»»

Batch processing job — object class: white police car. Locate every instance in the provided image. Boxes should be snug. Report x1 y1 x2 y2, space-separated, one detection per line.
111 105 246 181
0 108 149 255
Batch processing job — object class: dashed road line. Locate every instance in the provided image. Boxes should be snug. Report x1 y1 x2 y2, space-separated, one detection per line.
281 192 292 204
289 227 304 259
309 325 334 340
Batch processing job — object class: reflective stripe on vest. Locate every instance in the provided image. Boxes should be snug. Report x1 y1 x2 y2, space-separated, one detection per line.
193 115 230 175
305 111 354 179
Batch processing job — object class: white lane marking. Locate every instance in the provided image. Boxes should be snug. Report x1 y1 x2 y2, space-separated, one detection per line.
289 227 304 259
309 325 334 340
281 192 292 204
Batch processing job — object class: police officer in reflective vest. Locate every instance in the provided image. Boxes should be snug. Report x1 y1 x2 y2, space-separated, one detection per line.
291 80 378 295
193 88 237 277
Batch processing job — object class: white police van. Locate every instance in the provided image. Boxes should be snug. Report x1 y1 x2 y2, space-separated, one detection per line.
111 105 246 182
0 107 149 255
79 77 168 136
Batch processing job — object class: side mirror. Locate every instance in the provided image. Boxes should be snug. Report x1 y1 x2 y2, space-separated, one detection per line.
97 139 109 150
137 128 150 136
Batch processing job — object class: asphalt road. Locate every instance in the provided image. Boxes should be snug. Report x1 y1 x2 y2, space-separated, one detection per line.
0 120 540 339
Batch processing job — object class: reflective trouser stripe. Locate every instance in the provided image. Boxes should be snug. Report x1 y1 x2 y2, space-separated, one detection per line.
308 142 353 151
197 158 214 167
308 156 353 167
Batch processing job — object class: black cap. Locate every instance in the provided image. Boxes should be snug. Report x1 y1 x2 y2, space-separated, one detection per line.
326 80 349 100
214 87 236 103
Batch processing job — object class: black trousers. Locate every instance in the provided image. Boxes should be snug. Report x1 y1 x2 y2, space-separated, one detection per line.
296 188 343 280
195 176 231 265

««

Give every line of the data above as a Markdown table with the columns Row and Data line, numbering the rows in order and leaving out any blank lines.

Result of the exercise:
| Row | Data line |
|---|---|
| 1 | Batch processing job — object class: white police car. Locate every instance in the provided image. Boxes should be snug. Report x1 y1 x2 y2, space-separated, one detection per line. |
| 2 | 111 105 246 181 |
| 3 | 0 108 149 255 |
| 4 | Batch processing job — object class: dashed road line. Locate every instance in the provided image. Boxes should be snug. Report x1 y1 x2 y2, space-separated, one detection per line. |
| 5 | 281 192 292 204 |
| 6 | 289 227 304 259 |
| 7 | 309 325 334 340 |
| 8 | Batch processing job — object class: reflective stripe on vest. Locate every instance in the provided image. Boxes should be snug. Report x1 y1 x2 y2, space-separated, one detection per line. |
| 9 | 193 115 230 175 |
| 10 | 305 111 354 179 |
| 11 | Batch processing job — object class: white lane marking. Locate every instance in the provided image. Boxes should be snug. Report x1 y1 x2 y2, space-separated, one detection per line. |
| 12 | 289 227 304 259 |
| 13 | 309 325 334 340 |
| 14 | 281 192 292 204 |
| 15 | Batch processing job — object class: police officer in reflective vest. Locate every instance in the provided image. Boxes should be snug. Report x1 y1 x2 y2, space-separated, one detection per line. |
| 16 | 291 80 378 295 |
| 17 | 193 88 237 277 |
| 18 | Batch processing job — object class: white police van. Locate every instance in the provided image. Boxes should be snug. Report x1 y1 x2 y2, space-separated, one detection per line. |
| 19 | 111 105 246 182 |
| 20 | 0 107 149 255 |
| 21 | 79 77 168 136 |
| 22 | Batch processing job — object class: side mirror. Locate every instance in the provided image. Boxes should be snug. Report x1 y1 x2 y2, space-separated, one detection per line. |
| 23 | 97 139 109 150 |
| 24 | 137 128 150 136 |
| 25 | Batch processing job — object class: asphalt road. Locate every instance in the provided image. Boxes should be snug. Report x1 y1 x2 y2, space-separated, one detection per line. |
| 26 | 0 120 540 339 |
| 27 | Batch processing job — object class: reflective trouser stripe. Locate every instance in the provided image. Boxes should be snug. Report x1 y1 x2 y2, space-separated, one detection per line. |
| 28 | 308 142 353 151 |
| 29 | 197 158 214 167 |
| 30 | 308 156 353 167 |
| 31 | Batch processing job — object class: black cap. Locate every instance in the provided image. Boxes should be snug. Report x1 y1 x2 y2, space-separated, one detection per line. |
| 32 | 326 80 349 100 |
| 33 | 214 87 236 103 |
| 34 | Batch processing job — object class: black trousers. Locate every instance in the provided image. Boxes should be snug. Report x1 y1 x2 y2, space-separated, one detection per line. |
| 35 | 296 188 343 280 |
| 36 | 195 176 231 265 |